- [Material to process]:
━━━━━━━━━━
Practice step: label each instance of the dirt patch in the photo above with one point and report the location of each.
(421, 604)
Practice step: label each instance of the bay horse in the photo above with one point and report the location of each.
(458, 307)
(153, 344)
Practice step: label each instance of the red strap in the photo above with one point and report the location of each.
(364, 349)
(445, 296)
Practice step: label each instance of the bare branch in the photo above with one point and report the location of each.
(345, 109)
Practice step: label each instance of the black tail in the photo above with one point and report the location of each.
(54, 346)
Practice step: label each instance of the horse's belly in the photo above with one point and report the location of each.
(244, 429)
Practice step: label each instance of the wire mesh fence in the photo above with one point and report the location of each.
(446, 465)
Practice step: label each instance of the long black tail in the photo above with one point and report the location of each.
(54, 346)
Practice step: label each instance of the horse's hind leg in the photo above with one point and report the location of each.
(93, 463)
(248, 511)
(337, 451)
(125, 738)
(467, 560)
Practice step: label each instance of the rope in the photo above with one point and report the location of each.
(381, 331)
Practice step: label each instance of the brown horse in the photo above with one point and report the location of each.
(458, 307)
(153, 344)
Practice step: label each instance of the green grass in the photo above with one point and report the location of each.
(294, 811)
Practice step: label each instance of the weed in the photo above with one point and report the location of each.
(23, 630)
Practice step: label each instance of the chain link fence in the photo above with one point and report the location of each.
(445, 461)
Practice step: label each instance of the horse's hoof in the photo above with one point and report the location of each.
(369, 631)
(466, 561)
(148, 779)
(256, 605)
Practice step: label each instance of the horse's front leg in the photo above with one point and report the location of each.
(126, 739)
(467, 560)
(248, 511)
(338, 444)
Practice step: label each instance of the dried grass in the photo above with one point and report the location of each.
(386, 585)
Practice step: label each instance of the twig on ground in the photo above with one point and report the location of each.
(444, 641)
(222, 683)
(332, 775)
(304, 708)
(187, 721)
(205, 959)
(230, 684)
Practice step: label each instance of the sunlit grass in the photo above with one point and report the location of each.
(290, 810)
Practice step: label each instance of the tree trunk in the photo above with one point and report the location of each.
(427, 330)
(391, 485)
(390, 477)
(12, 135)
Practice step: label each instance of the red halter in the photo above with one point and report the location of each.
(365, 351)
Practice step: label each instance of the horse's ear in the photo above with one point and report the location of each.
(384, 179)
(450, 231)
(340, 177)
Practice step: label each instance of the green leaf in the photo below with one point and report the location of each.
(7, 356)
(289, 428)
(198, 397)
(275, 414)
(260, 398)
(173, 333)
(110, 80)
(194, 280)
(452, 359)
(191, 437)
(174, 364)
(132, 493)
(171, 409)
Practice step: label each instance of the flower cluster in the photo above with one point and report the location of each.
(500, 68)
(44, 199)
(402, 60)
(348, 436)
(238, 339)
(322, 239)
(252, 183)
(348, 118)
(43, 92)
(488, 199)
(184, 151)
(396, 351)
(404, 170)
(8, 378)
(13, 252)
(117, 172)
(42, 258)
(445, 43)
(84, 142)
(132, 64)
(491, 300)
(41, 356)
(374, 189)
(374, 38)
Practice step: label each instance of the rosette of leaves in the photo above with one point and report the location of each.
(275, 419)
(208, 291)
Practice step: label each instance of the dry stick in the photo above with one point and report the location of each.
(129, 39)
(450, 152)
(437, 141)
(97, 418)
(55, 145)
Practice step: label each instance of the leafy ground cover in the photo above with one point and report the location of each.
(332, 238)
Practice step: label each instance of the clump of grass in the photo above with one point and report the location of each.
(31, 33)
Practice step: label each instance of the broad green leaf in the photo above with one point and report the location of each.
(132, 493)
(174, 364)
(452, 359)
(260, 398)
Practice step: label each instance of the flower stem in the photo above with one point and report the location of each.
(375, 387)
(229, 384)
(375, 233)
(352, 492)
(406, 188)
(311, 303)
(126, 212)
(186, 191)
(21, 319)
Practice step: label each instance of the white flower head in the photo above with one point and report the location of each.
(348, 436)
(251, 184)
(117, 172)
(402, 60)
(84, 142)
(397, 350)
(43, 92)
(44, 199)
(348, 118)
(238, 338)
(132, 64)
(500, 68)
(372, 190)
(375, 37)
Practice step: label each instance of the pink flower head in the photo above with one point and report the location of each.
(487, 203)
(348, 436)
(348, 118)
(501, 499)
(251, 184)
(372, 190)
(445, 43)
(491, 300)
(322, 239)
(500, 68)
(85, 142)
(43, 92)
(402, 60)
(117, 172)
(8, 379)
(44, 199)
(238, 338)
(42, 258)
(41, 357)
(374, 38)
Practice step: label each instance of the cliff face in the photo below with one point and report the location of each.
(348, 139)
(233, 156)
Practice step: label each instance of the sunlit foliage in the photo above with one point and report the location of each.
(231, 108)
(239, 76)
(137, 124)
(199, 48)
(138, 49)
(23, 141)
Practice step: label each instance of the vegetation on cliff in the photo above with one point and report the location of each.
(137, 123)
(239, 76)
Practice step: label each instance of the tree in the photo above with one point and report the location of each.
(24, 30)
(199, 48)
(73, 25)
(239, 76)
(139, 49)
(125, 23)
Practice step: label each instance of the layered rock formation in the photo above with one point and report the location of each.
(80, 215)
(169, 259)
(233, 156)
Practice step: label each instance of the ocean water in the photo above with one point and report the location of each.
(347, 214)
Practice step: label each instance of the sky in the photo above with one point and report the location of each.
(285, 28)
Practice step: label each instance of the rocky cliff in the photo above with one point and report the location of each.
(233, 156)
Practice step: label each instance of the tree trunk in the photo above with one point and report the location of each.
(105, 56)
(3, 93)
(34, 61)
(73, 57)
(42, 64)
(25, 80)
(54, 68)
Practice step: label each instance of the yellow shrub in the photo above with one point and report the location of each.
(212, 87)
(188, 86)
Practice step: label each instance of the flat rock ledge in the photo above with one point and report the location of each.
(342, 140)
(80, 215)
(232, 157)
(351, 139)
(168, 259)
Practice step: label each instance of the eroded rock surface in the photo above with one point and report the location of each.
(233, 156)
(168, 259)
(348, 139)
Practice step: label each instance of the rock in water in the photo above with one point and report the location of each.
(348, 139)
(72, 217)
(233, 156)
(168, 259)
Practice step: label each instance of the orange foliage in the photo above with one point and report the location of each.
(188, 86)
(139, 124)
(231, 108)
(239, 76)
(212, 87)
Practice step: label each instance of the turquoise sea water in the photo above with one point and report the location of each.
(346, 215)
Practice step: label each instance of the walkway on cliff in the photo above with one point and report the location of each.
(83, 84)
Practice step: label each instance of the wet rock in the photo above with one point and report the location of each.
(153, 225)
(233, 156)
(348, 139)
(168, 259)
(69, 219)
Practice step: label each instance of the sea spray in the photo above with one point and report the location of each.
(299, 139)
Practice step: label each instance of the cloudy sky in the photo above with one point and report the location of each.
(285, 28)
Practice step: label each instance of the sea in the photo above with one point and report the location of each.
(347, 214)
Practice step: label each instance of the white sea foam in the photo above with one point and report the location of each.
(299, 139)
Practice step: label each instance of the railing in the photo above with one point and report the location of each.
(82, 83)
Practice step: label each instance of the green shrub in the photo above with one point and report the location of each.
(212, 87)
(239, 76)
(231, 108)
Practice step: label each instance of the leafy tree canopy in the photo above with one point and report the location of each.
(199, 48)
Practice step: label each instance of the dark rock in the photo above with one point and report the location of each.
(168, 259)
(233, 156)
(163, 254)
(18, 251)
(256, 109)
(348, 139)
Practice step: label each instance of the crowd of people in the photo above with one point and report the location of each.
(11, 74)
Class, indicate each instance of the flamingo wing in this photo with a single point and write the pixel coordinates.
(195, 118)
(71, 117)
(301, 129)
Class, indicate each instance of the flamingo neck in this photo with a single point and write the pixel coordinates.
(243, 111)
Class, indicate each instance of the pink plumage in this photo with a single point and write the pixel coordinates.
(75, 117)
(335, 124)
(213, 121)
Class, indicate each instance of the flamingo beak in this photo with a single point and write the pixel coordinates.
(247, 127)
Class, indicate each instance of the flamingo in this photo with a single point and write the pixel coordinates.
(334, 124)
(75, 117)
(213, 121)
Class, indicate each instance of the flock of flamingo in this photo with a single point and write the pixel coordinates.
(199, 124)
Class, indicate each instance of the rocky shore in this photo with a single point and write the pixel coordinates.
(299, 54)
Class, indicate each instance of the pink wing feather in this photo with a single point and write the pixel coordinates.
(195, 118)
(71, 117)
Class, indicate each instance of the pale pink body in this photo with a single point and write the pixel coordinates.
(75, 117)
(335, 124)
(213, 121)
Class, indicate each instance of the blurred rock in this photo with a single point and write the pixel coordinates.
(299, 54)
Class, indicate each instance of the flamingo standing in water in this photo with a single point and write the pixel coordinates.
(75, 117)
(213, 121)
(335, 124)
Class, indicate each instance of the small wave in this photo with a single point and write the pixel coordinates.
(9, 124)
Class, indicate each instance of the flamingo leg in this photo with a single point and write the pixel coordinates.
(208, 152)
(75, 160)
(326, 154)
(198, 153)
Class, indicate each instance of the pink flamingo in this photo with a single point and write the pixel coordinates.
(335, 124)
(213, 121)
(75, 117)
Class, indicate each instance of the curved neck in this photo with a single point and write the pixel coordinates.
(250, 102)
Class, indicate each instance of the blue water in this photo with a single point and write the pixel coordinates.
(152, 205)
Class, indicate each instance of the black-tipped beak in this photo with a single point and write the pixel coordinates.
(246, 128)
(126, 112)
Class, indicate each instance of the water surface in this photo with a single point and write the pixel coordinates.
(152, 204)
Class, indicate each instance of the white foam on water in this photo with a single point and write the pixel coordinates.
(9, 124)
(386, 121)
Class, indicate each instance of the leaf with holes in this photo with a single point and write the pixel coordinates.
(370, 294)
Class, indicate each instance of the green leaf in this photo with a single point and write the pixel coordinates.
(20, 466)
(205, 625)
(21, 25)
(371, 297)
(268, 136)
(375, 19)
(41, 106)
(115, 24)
━━━━━━━━━━
- [Objective]:
Using the material above, reproduce exactly the line that contains "Class, indicate each instance of the pink flamingo" and all lines after it through the last one, and only those.

- [Exercise solution]:
Class, indicate each instance of the pink flamingo in this photo with a single point and write the pixel coordinates.
(335, 124)
(213, 121)
(75, 117)
Class, indicate each instance of the curved neck in this photo with a single point and write the pixel coordinates.
(250, 102)
Class, indicate each instance of the blue water in this photo with a single point and write the pixel coordinates.
(152, 205)
Class, indicate each instance of the black-tipped beak in this photo with a single point and write the pixel coordinates.
(246, 128)
(126, 112)
Class, indicate each instance of the water surface in this photo with a single point and write the pixel coordinates.
(152, 204)
Class, indicate each instance of the white foam on water in this photo with a single point and write the pixel coordinates.
(9, 124)
(386, 121)
Class, indicate each instance of the leaf with holes in this photo with a single point and write the pixel coordinates.
(370, 294)
Class, indicate each instance of the green leaf in this photo with a single point and write the pixel coordinates.
(20, 466)
(205, 625)
(21, 25)
(371, 297)
(268, 136)
(375, 19)
(41, 106)
(115, 24)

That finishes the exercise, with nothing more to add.